* WHAT IS NEEDED:
Reproduce the data in its entirety, exactly as supplied.

* SUPPLIED INFORMATION:
((

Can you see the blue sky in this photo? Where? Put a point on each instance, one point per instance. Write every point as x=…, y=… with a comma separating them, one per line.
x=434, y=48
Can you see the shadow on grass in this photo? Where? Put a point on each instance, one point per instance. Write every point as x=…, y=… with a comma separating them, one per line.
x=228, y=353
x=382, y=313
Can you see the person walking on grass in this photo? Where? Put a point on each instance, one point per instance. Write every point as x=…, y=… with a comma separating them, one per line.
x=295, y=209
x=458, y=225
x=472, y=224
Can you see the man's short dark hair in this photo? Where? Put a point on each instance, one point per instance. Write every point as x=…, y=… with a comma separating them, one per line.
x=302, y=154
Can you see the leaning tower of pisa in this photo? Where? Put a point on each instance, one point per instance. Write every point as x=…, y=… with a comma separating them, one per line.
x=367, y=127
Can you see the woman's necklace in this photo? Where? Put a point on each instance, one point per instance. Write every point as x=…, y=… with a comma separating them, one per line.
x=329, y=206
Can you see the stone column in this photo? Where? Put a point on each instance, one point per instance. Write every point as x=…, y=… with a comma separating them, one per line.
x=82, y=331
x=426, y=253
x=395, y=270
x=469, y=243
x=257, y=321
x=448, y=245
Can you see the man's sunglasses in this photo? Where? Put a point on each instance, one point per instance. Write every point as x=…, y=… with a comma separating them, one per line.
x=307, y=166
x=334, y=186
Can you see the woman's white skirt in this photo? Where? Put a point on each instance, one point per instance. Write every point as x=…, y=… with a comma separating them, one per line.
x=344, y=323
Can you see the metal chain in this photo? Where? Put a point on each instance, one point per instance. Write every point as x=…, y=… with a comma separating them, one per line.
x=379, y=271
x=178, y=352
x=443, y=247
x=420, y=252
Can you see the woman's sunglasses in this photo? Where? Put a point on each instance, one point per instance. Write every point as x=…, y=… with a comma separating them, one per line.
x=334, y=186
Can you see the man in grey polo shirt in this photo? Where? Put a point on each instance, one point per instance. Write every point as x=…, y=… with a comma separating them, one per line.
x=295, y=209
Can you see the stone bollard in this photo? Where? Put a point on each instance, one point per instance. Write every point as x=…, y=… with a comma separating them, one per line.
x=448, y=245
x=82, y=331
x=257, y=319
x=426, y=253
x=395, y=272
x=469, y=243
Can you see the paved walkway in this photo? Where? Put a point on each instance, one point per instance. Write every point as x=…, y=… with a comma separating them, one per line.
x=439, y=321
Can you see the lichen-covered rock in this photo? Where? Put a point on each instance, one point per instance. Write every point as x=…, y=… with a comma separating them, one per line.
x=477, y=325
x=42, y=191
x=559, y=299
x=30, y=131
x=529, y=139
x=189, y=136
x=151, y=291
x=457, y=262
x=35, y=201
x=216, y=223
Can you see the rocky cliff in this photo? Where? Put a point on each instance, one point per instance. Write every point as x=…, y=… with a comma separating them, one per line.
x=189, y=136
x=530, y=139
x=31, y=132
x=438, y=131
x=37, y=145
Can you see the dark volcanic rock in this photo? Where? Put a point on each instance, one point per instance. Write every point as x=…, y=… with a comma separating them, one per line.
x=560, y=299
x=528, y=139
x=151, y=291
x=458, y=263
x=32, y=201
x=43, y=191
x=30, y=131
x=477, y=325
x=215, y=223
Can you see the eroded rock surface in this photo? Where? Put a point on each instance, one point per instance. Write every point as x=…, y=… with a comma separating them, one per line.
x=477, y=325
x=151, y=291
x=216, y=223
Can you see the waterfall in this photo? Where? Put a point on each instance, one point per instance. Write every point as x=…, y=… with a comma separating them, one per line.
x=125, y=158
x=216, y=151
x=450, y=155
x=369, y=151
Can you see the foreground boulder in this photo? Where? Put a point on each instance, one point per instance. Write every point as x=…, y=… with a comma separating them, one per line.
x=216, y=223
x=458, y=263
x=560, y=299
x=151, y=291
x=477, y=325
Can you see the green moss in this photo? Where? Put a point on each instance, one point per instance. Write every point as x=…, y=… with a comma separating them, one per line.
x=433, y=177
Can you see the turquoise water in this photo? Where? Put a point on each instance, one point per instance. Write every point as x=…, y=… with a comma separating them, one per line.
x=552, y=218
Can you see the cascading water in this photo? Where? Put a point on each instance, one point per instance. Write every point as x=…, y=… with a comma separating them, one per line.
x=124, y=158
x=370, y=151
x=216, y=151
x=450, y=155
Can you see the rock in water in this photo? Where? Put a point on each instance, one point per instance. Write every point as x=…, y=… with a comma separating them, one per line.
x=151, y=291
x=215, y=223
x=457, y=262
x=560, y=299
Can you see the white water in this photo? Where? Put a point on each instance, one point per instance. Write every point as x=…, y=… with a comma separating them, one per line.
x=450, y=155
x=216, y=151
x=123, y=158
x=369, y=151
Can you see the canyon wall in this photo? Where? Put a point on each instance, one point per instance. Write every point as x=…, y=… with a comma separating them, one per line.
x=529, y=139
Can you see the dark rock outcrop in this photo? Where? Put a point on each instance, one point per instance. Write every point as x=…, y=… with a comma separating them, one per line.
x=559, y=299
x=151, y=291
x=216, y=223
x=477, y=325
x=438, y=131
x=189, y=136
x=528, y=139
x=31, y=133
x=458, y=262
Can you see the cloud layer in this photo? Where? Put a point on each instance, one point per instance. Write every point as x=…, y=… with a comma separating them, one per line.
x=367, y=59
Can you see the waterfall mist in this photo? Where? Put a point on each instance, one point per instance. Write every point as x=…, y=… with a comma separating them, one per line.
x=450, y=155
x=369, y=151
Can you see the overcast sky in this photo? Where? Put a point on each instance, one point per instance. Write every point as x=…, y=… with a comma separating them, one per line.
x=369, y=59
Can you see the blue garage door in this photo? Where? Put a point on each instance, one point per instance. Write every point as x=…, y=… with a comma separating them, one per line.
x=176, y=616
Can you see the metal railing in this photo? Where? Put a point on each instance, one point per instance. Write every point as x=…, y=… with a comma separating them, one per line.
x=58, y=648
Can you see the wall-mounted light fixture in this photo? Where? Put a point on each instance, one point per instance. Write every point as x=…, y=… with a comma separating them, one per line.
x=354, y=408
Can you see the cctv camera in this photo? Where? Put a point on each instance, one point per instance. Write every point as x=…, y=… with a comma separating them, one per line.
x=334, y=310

))

* EXERCISE OUTPUT:
Can you see the blue sky in this photo? Where? Put a point on each instance, one point per instance. Write every point as x=…, y=… with a comma separating them, one per line.
x=434, y=48
Can you see the shadow on grass in this photo? Where? Put a point on each instance, one point per instance. Write every point as x=…, y=… with a comma separating them, one per line.
x=228, y=353
x=382, y=313
Can you see the person walking on grass in this photo? Where? Put a point on each instance, one point per instance. Write every point as x=…, y=… with a comma separating them, one per line.
x=295, y=209
x=458, y=225
x=472, y=224
Can you see the man's short dark hair in this photo? Where? Put a point on each instance, one point per instance. Write every point as x=…, y=… with a comma separating them, one per line.
x=302, y=154
Can you see the leaning tower of pisa in this photo? Where? Put a point on each instance, one point per instance. Write every point as x=…, y=… with a comma separating them, one per line.
x=367, y=127
Can you see the woman's necklace in this photo? Where? Put a point on each instance, one point per instance. Write every point as x=…, y=… with a comma separating them, one per line.
x=329, y=206
Can you see the stone column in this photo? Where? Put a point on each instance, one point per instance. Write every point as x=…, y=… with a comma separating them, one per line.
x=82, y=331
x=426, y=253
x=395, y=270
x=469, y=243
x=257, y=321
x=448, y=245
Can you see the man's sunglasses in this photo? Where? Put a point on each instance, one point per instance. Write every point as x=…, y=… with a comma separating them, one per line.
x=307, y=166
x=334, y=186
Can you see the woman's white skirt in this photo? Where? Put a point on each instance, one point per instance. Write every point as x=…, y=… with a comma separating them, one per line.
x=344, y=323
Can you see the metal chain in this photo? Where? Put a point on each instance, one point per instance. Write every point as x=…, y=… with a comma separating them, one per line.
x=379, y=271
x=178, y=352
x=443, y=247
x=420, y=252
Can you see the woman's sunglasses in this photo? Where? Put a point on each instance, one point per instance. Write every point as x=…, y=… with a comma separating them, one per line.
x=334, y=186
Can you see the man in grey polo shirt in this photo? Where? Put a point on each instance, one point per instance. Write every point as x=…, y=… with a comma separating them, one per line.
x=295, y=209
Can you see the stone bollard in this photo? Where? Put a point on each instance, one point per instance. Write every point as x=…, y=… with a comma separating them, one per line.
x=448, y=245
x=82, y=331
x=257, y=319
x=426, y=253
x=395, y=272
x=469, y=243
Can you see the paved walkway in this photo? Where? Put a point on each instance, one point per instance. Write every point as x=…, y=… with a comma separating them, one per line.
x=439, y=321
Can you see the lichen-covered rock in this photo? Where? Put a point on each instance, one point per instance. Write every point as x=…, y=… with a comma separating them, one per line.
x=477, y=325
x=42, y=191
x=559, y=299
x=30, y=131
x=529, y=139
x=189, y=136
x=151, y=291
x=457, y=262
x=35, y=201
x=216, y=223
Can you see the rocky cliff in this photo? Where? Put a point on each instance, one point per instance. Write every point as x=…, y=… with a comma separating them, one per line.
x=189, y=136
x=530, y=139
x=31, y=132
x=438, y=131
x=37, y=145
Can you see the dark volcanic rock in this photo? Where? Put a point on each instance, one point per instance. Write every point as x=…, y=… with a comma separating them, one per line.
x=560, y=299
x=528, y=139
x=151, y=291
x=458, y=263
x=32, y=201
x=43, y=191
x=30, y=131
x=477, y=325
x=215, y=223
Can you see the eroded rock surface in this photo? Where? Put a point on each instance, one point per instance. Write every point as x=…, y=… with a comma separating them, one per line.
x=477, y=325
x=151, y=291
x=216, y=223
Can you see the waterfall in this photo? Where? Put a point on each instance, one point per instance. Write every point as x=…, y=… with a comma separating them, one per line.
x=125, y=158
x=216, y=151
x=450, y=155
x=369, y=151
Can you see the foreground boulder in this photo? Where? Put a point on each instance, one point per instance. Write every point as x=…, y=… with a comma separating them, one per line.
x=216, y=223
x=458, y=263
x=560, y=299
x=151, y=291
x=477, y=325
Can you see the green moss in this photo? Where? Put a point on each instance, one point per instance. Write every point as x=…, y=… with a comma separating them, one per line.
x=433, y=177
Can you see the turquoise water in this photo? Where? Put a point on each instance, one point per instance. Write every point as x=…, y=… with a comma separating them, one per line.
x=552, y=218
Can you see the cascading water in this photo? Where? Put a point on each instance, one point per instance. Write every point as x=…, y=… with a comma separating them, one per line.
x=124, y=158
x=370, y=151
x=216, y=151
x=450, y=155
Can you see the rock in water in this photo? Where? Put a point on each instance, one point per instance. Write every point as x=…, y=… with a comma separating them, one per line.
x=151, y=291
x=215, y=223
x=457, y=262
x=560, y=299
Can you see the white water in this photo? Where? Put a point on each instance, one point per instance. Write every point as x=…, y=… with a comma separating them, one per line.
x=450, y=155
x=216, y=151
x=123, y=158
x=369, y=151
Can you see the canyon wall in this photo? Where? Put a point on each instance, one point per instance. Write every point as x=…, y=… with a comma separating them, one per line.
x=529, y=139
Can you see the dark rock outcrop in this photo? Where? Put a point on each instance, one point per instance. Write every point as x=…, y=… with a comma separating them, one per line.
x=559, y=299
x=151, y=291
x=216, y=223
x=477, y=325
x=438, y=131
x=189, y=136
x=528, y=139
x=31, y=133
x=458, y=262
Can you see the cloud layer in this photo? Where? Put a point on each instance, one point per instance. Write every point as x=…, y=… with a comma separating them, one per line.
x=367, y=59
Can you see the waterfall mist in this photo? Where? Put a point on each instance, one point per instance. Write every point as x=…, y=… with a comma separating them, one per line.
x=450, y=155
x=369, y=151
Can you see the overcast sky in this photo? Where? Put a point on each instance, one point per instance. Write every point as x=…, y=… with a comma separating them, one per line.
x=369, y=59
Can you see the blue garage door in this photo? Where? Put a point on each instance, one point per instance. Write every point as x=…, y=… with a comma separating them, one per line.
x=176, y=616
Can you see the metal railing in this photo? Where? Put a point on each instance, one point per instance. Write every point as x=…, y=… with a comma separating them, one per line.
x=58, y=648
Can you see the wall-mounted light fixture in this photo? Where? Put a point on each instance, one point per instance. Write every point as x=…, y=… with a comma separating them, one per line.
x=354, y=408
Can you see the cctv camera in this photo? Where? Put a point on each instance, one point per instance. Write every point as x=…, y=… with a comma separating them, one per line.
x=334, y=310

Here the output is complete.